**Excerpt:**
===
A Leelanau County woman is recovering from a raccoon attack.
It happened around 11 a.m. Thursday at a home on 2500 block of South Pineview Road in Suttons Bay Township.
Barbara White, 61, was working in her garden when she saw movement and turned to see a raccoon running at her from the woods. She tried to kick the raccoon off her but it started biting.
Barbara's husband, Don, was able to grab a gun.
"I was very fearful for my wife's sake because I realized when she had a raccoon bite that drew blood she'd have to go through rabies shots if I didn't find him," said Don.
After grabbing the gun, Don said the raccoon started coming after him when he stepped off the porch. He was able to shoot the animal.
Barbara was bit several times. She was taken to the hospital where doctors dressed the wounds, gave her antibiotics and a tetanus shot.
The raccoon was taken to a local veterinarian where it will be sent to the state health department for rabies testing.
Don said they checked if the raccoon had signs of nursing to see if they should be looking for babies in the area, but it wasn't.
===
**Data to examine:**
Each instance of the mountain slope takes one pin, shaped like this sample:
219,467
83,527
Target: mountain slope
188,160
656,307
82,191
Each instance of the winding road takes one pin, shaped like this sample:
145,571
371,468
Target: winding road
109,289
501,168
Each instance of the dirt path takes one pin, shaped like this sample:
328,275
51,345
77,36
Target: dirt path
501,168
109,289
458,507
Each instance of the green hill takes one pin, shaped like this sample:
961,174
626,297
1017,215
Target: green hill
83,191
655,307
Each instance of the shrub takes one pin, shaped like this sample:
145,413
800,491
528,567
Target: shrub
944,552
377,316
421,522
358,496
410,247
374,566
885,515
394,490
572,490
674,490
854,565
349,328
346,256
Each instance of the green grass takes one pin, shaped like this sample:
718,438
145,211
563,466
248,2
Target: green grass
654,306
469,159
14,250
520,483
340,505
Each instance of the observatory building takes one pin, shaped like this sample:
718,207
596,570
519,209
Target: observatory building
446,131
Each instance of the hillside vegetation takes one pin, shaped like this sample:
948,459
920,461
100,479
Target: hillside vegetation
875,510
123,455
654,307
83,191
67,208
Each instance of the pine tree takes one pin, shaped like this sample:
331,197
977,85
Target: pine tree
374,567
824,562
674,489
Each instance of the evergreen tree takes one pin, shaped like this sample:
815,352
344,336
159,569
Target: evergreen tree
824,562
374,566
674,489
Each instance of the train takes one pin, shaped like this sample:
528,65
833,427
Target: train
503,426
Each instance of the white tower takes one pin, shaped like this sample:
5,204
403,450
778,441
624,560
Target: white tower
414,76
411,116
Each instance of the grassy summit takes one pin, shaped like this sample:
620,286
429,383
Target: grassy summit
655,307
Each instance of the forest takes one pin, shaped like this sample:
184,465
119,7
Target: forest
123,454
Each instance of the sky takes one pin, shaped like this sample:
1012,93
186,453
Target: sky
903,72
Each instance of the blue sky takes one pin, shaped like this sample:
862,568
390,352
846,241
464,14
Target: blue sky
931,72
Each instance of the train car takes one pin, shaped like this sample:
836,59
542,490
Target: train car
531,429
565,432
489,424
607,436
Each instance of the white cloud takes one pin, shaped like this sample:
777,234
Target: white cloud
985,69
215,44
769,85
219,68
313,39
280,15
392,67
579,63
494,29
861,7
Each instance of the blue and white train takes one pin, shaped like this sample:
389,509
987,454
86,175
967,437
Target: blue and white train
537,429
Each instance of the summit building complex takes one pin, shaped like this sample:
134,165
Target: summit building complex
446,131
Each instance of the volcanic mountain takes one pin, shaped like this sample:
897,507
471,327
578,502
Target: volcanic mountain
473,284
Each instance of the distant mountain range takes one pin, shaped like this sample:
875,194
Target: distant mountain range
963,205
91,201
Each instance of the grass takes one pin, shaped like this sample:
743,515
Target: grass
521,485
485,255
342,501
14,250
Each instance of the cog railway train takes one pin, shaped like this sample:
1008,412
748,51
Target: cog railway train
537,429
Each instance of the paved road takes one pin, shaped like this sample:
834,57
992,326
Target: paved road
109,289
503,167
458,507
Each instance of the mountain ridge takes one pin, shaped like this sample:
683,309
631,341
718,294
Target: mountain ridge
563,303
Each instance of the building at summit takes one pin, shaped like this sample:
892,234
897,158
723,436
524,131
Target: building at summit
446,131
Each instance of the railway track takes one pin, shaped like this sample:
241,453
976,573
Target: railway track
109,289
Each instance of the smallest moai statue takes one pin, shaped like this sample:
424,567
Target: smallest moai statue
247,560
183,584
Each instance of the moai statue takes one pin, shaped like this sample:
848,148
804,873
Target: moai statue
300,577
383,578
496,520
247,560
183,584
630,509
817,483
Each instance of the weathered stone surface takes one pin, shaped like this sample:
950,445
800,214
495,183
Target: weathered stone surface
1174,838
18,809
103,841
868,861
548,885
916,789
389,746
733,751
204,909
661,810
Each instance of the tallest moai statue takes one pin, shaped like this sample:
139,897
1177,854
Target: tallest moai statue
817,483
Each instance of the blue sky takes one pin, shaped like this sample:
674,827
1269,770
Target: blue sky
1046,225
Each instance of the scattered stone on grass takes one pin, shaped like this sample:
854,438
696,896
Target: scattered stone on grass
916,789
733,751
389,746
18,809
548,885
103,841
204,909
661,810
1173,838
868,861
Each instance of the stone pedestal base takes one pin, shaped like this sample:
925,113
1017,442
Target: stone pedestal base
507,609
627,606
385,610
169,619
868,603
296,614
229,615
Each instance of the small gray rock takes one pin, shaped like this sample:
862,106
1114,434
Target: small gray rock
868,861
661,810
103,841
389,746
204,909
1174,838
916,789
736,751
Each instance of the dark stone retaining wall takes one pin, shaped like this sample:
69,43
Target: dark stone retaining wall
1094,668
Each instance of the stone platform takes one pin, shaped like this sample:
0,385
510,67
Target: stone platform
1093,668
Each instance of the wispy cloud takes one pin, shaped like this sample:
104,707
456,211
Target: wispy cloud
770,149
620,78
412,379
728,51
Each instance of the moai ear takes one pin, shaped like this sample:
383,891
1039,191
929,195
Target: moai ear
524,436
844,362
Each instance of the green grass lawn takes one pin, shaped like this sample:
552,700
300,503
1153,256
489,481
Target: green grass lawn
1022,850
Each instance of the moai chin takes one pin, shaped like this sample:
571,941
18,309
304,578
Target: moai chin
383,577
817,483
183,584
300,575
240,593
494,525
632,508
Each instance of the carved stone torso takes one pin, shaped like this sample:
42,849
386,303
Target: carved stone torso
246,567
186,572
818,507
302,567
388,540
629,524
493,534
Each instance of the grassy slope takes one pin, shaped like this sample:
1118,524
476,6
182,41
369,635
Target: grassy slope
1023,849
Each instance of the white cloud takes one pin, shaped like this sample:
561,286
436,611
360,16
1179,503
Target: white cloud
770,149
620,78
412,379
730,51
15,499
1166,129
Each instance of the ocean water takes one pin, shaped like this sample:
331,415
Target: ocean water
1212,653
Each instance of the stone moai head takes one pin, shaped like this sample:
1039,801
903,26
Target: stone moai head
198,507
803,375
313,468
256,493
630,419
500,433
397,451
===
**Task objective:**
In the raccoon attack story above, copy word for word the passage that begins with "Barbara's husband, Don, was" and ends with "but it wasn't.".

**Response below:**
Barbara's husband, Don, was able to grab a gun.
"I was very fearful for my wife's sake because I realized when she had a raccoon bite that drew blood she'd have to go through rabies shots if I didn't find him," said Don.
After grabbing the gun, Don said the raccoon started coming after him when he stepped off the porch. He was able to shoot the animal.
Barbara was bit several times. She was taken to the hospital where doctors dressed the wounds, gave her antibiotics and a tetanus shot.
The raccoon was taken to a local veterinarian where it will be sent to the state health department for rabies testing.
Don said they checked if the raccoon had signs of nursing to see if they should be looking for babies in the area, but it wasn't.